• **To be done**
Count the lines in the records below that contain the string "champagne". Reply with only the number.
:: Data shown ::
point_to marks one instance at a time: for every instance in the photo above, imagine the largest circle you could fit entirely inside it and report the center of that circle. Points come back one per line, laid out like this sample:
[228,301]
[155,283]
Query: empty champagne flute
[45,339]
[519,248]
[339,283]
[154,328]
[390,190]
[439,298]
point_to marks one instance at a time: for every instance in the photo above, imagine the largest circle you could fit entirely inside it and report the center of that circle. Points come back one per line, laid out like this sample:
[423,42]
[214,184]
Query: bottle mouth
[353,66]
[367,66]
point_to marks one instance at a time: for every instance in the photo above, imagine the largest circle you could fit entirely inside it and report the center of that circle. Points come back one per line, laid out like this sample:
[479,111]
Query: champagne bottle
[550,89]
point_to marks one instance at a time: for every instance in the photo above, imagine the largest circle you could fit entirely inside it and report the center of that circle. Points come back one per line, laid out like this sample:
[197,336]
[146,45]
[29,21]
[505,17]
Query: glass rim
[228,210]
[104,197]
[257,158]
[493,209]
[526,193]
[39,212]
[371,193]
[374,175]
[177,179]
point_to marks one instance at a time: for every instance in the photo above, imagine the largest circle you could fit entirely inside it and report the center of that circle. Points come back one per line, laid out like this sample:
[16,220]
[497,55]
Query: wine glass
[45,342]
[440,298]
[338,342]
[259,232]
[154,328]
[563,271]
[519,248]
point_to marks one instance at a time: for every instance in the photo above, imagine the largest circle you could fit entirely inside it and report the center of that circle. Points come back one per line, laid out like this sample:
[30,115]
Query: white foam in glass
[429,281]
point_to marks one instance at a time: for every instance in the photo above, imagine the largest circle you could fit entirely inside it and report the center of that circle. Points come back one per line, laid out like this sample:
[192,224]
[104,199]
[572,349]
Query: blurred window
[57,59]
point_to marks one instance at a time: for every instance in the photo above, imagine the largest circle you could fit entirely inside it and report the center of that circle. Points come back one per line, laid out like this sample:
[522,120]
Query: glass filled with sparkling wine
:::
• **Answer in full**
2